[Referring expression data]
************

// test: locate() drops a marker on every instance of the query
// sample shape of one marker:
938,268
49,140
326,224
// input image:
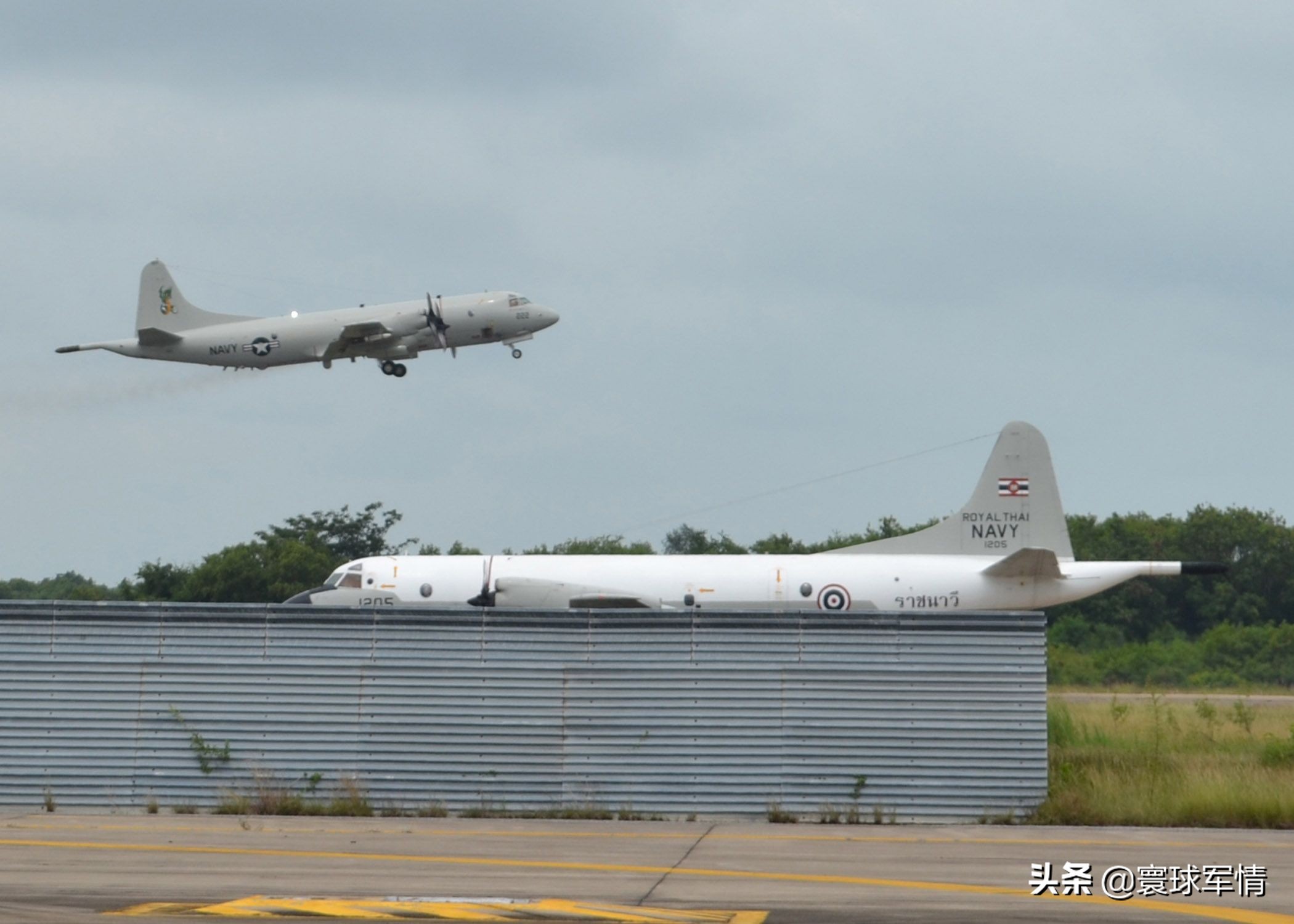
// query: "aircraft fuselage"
860,583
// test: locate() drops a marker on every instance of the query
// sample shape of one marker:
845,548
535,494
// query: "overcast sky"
786,240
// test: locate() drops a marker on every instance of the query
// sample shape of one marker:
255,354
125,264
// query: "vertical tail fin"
163,307
1016,505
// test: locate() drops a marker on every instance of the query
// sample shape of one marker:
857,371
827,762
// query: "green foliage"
258,572
689,541
594,545
65,586
342,533
206,753
1244,715
1142,769
1277,752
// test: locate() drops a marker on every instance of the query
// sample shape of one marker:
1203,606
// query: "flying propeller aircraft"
170,328
1007,549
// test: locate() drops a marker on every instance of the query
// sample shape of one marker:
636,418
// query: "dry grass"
1150,763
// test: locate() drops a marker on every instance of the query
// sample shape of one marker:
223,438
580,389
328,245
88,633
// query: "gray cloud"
786,240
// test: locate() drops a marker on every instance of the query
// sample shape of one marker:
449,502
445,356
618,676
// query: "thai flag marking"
1012,487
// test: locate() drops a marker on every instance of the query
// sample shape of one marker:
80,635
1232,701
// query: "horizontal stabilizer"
1027,563
156,337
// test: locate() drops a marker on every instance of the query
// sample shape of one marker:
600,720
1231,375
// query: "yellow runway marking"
492,912
659,835
1217,913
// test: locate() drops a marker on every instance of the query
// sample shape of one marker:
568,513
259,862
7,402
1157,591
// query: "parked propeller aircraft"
170,328
1007,549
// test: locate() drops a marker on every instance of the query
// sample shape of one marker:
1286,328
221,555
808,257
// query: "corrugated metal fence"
676,712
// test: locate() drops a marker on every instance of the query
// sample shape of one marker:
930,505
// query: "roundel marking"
834,597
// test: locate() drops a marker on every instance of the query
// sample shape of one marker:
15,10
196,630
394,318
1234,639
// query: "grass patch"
268,795
779,816
1152,763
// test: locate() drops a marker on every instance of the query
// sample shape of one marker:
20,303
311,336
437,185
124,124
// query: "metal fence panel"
896,716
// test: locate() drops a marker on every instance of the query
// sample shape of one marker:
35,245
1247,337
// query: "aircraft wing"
532,592
1027,563
356,336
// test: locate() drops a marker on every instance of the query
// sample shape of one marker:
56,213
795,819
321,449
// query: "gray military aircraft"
169,326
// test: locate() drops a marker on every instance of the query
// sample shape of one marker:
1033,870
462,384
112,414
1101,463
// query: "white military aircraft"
170,328
1007,549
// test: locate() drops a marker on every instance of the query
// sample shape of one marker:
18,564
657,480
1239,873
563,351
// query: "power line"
784,488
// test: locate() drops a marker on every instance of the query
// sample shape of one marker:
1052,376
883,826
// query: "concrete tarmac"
184,867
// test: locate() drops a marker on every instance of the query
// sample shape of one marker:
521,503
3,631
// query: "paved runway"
184,867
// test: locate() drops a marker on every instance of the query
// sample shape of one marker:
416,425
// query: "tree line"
1202,631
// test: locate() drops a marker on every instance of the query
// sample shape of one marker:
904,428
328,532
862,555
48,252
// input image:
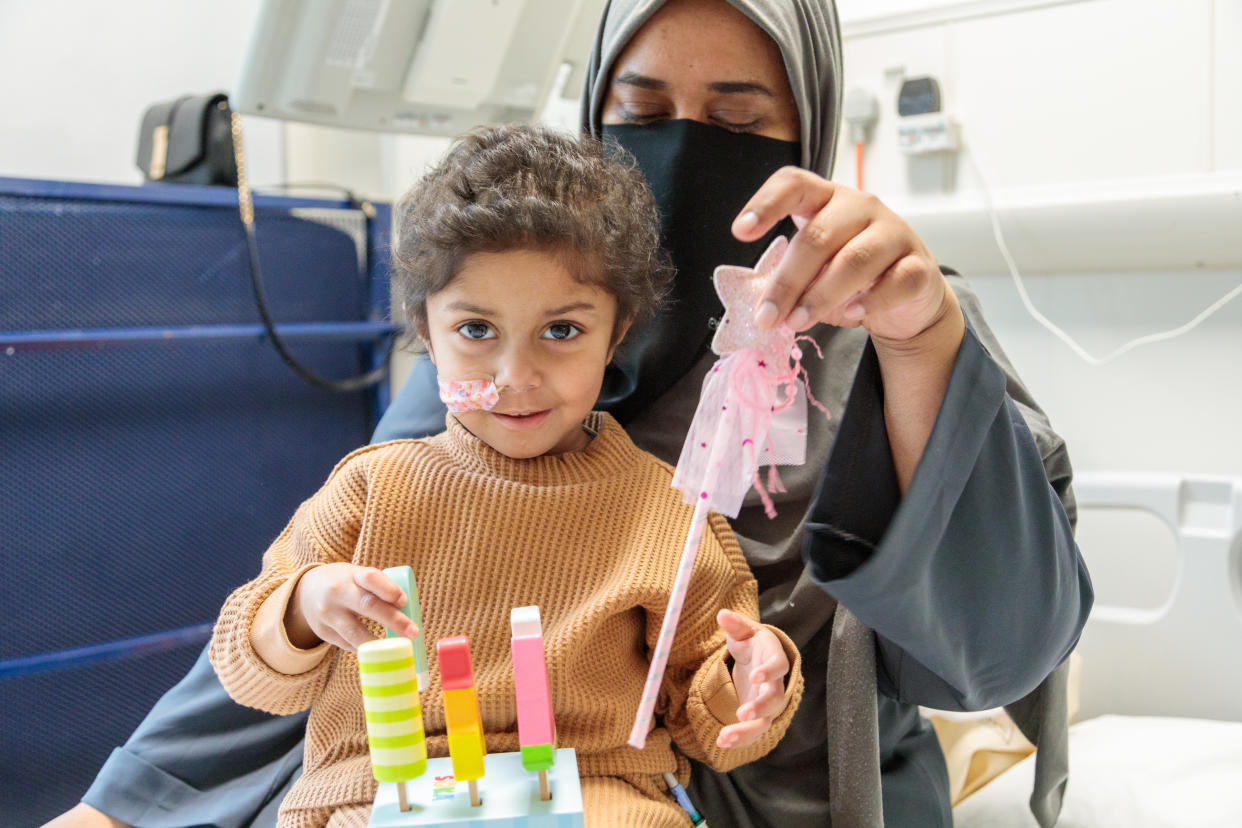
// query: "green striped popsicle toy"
404,577
394,718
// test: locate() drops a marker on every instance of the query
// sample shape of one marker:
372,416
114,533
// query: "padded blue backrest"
142,482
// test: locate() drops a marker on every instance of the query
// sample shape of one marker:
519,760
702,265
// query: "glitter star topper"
740,289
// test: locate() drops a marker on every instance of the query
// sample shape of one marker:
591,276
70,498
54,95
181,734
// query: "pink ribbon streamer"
752,410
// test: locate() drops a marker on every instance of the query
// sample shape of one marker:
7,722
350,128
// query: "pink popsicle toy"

************

Every record above must be repeated exactly, with the pictures dropped.

// test: locate() drops a marker on every instance of the query
// sample shape of one marker:
938,268
49,140
326,224
// input image:
// query: "aircraft fuselage"
860,583
// test: locate() drops a marker on every instance of the query
// sample shape of one marker:
845,548
535,494
// query: "overcast sky"
786,240
// test: locate() drops a marker on every instance of the query
// sample shape of one marker:
255,354
125,264
// query: "vertical tail fin"
163,307
1016,505
// test: locate() drops a marker on every instance of the query
// sample shape of one marker:
857,371
827,762
// query: "green foliage"
258,572
689,541
594,545
65,586
342,533
206,753
1244,715
1142,769
1277,752
// test: locate() drops a marker on every instance of the query
// sample shape of one marker:
1203,606
// query: "flying propeller aircraft"
170,328
1007,549
// test: locate() drops a marker on every instance of the query
// sample shape of one marker:
636,418
// query: "dry grass"
1150,763
// test: locate() drops a marker on every instance of the query
// sample shape of one marker:
223,438
580,389
328,245
88,633
// query: "gray cloud"
786,240
// test: locate() drops a marker on every instance of the query
// sample shape of one marker:
449,502
445,356
618,676
// query: "thai flag marking"
1012,487
// test: locate() drops a marker on every instance of the query
// sample shape of one marker:
80,635
1232,701
// query: "horizontal stabilizer"
1027,563
156,337
// test: locate() drops a marker on every instance of the query
// sample shape of one marker:
600,720
1231,375
// query: "yellow runway marking"
492,912
659,835
1217,913
// test: locate() drops a marker on every instance of the query
// sample shape of one marker:
568,513
259,862
7,402
1157,591
// query: "parked propeller aircraft"
170,328
1007,549
// test: locate() drops a marker on every instance of the query
// sample shape of one marker:
1286,328
221,555
808,257
// query: "corrugated metal fence"
676,712
// test: locate() drops a marker on every instance of the query
// sample shape of one marker:
930,505
// query: "roundel marking"
834,597
// test: locate() drops a marker on every instance of the query
// sample shape of one marker:
15,10
196,630
394,318
1234,639
// query: "grass patch"
268,795
779,816
1152,763
// test: locate() drops a marker on every instance of the query
// sample shape of one marker:
20,303
311,336
437,185
124,124
// query: "metal fence panel"
896,716
// test: locate() drops a marker on every instance of the query
// sample shape of one marker:
35,245
1247,337
// query: "aircraft wing"
532,592
1027,563
356,336
// test: locate() drops a marker on every instance of the query
// sample shape of one marker:
56,213
795,819
321,449
// query: "gray military aircraft"
169,326
// test: locate() drops a marker on every instance of the query
// sample shape of one marker:
1033,870
462,384
112,414
1101,463
// query: "white military aircraft"
170,328
1007,549
// test: locate() drops a marker on every instance of the query
// sample shape of one marker:
18,564
657,480
1239,873
563,351
// query: "power line"
784,488
// test: locate() drops a marker on every instance of the query
// sample shape of one marker:
1052,376
883,826
// query: "concrete tarmac"
184,867
// test: locate() drops a marker on every instance of the query
// sample shape of one marker:
521,503
3,631
// query: "paved runway"
184,867
// test: locate() drops a marker on every instance of the query
// sample shape of one marker:
416,425
// query: "tree line"
1202,631
// test: locate() drops a marker on every instance of the query
// sample shape of one marker:
904,428
328,532
862,555
48,252
// input image:
// query: "green striped popsicle toy"
404,577
394,718
// test: locate() drops a marker on every instance of the query
// sample shape of one marker:
372,416
114,533
// query: "padded blue backrest"
142,482
// test: locate() drops a marker on every instance of the query
// sample shape of one marker:
519,760
702,265
// query: "glitter star topper"
740,289
// test: locate() drops a marker on every instance of the query
// sample shape of one marker:
591,276
70,498
54,95
181,734
// query: "pink ribbon streamer"
752,410
// test: locate() drops a marker on every instance of the query
// sample shape of one marker:
7,722
350,128
// query: "pink popsicle toy"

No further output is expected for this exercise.